▶ Directions: Reproduce all entries precisely as they are written.

□ □ □

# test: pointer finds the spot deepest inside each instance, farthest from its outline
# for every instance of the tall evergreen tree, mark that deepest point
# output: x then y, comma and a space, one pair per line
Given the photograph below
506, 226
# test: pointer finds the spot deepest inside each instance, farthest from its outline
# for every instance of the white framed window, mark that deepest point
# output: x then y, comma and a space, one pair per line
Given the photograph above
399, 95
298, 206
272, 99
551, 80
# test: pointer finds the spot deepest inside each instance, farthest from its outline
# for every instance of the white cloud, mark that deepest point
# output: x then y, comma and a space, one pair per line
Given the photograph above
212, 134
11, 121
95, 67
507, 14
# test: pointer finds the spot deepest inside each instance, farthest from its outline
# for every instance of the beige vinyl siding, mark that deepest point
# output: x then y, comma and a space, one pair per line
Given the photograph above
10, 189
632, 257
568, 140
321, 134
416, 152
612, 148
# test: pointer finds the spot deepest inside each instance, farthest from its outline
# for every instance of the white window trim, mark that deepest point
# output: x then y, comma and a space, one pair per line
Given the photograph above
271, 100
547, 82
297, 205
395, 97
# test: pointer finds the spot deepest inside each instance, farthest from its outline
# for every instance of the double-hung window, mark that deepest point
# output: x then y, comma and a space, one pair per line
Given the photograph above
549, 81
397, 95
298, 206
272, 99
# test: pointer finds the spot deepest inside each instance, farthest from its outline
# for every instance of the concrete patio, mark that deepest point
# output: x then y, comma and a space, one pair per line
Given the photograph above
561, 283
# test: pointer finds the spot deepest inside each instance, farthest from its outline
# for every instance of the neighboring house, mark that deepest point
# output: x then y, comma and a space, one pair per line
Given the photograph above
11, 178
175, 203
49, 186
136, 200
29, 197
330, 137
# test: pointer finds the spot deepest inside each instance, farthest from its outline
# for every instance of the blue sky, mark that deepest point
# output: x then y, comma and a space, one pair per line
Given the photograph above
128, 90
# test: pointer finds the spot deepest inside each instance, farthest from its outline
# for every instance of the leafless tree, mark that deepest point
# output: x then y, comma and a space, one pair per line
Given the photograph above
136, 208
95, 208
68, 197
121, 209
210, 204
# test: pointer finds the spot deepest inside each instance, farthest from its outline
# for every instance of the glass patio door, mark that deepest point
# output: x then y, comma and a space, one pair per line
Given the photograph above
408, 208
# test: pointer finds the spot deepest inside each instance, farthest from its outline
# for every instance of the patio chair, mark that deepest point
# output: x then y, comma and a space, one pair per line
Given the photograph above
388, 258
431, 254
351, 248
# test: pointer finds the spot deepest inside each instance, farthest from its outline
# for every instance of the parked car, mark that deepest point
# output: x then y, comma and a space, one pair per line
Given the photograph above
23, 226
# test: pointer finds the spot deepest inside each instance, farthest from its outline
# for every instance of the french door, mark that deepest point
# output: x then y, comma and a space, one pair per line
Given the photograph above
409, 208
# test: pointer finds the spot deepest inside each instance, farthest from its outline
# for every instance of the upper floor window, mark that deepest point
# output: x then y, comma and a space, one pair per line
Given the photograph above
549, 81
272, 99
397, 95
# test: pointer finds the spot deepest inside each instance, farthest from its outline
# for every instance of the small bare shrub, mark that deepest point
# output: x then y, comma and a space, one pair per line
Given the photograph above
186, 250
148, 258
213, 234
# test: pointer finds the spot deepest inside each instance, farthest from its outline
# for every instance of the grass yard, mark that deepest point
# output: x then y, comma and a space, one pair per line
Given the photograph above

□ □ □

▶ Answer in full:
# test: pointer finds the spot deepest inside each instance, farthest from its outline
# for every instance of the tall evergreen tree, mark that deepest point
# output: x then y, comma and a space, one pair per line
Given the photograph below
506, 226
# test: pointer finds the spot deepest inside each instance, farthest from its outline
# for every instance of the white framed window, mark that deepest point
# output: x then y, comma and a space, one pair per line
Given the photograph above
399, 95
298, 206
272, 99
551, 80
# test: pointer finds the spot deepest inside each instance, farthest from its outline
# for every instance of the white cloud, mark that deepest point
# output: x then y, comma and a space, one pair per line
Given the photograph above
212, 134
11, 121
95, 67
507, 14
# test: pointer finds the spot deepest inside each instance, farthest from its outline
# for every instance of the beige vinyl siding, mark that deepest point
# output: x then y, comma and a space, one pair per line
Given the photograph above
10, 189
632, 257
568, 140
321, 134
416, 152
612, 148
# test: pointer finds the spot deepest inside each instance, farthest from its outline
# for every instance of the white window trim, mark that deepest point
# output: x then y, comma and a space, one pair per line
Given the photograph above
271, 100
547, 82
297, 205
395, 97
# test: pointer finds the spot deepest inside each instance, farthest from its outline
# for every instance of the double-hung window, mark that deepest point
# output: x then y, comma and a space, one pair per line
Given the photograph above
549, 81
397, 95
298, 206
272, 99
# test: pointer finds the spot deepest inside each instance, farthest from its outline
# for every instance of the concrete patio, mark that deepest point
# output: x then y, comma and a space, one pair per line
Given the photograph above
561, 283
# test: pointer finds the spot deepest inside each instance, farthest from its outline
# for every instance of the neighboring house, mark that deepest point
# output: x then y, comma and a space, one pair per line
Given the photograph above
11, 178
175, 203
49, 186
136, 200
29, 197
330, 137
# test: pointer finds the spot deepest inside each instance, farthest from its outline
# for every instance of the blue sky, mark that deepest point
# output: x then y, comma and a space, one pair per line
Given the photograph above
128, 90
# test: pointer finds the spot deepest inside each instance, farthest from its outline
# for every instance of the leafless tree, mark that deepest point
# output: x then y, comma and a space, one pair per line
Given the photograph above
136, 208
95, 208
68, 197
121, 209
210, 204
# test: pointer finds the spot deepest inside each instance, farthest from its outline
# for every instance of the glass patio door, mark that deepest point
# output: x then y, comma and a space, one pair per line
Given the photograph above
408, 208
# test: pointer finds the spot deepest inside each instance, farthest from its outline
# for every instance of the patio chair, mark that deepest point
# output: x then y, comma and a space, one pair per line
Given the photograph above
388, 258
431, 254
351, 248
# test: pointer finds the spot deepest inside each instance, farthest from its outline
# for every instance of the parked car, mark that deepest point
# output: x then y, comma and a space, one pair per line
Given the photograph above
23, 226
# test: pointer finds the spot deepest inside each instance, farthest from its outline
# for every instance of the french door, mark that deepest point
# output: x then y, comma and a space, one pair per line
Given the photograph above
409, 208
# test: pointer finds the spot deepest inside each instance, farthest from its outline
# for every instance of the upper floor window, mark that deepest point
# output: x then y, comma and a space, one pair per line
Given the photograph above
549, 81
272, 99
397, 95
# test: pointer finds the spot deepest inside each instance, farthest from its outline
# for every instance of the small bare shrub, mark that deepest point
# output: x then y, comma and a space, one pair per line
Given the photograph above
186, 250
148, 258
213, 234
# test: pointer finds the spot deepest inside each instance, farthest from its outline
# for every instance of the grass yard, mark that deepest point
# output: x then y, comma and a space, one pair per line
Given the photograph above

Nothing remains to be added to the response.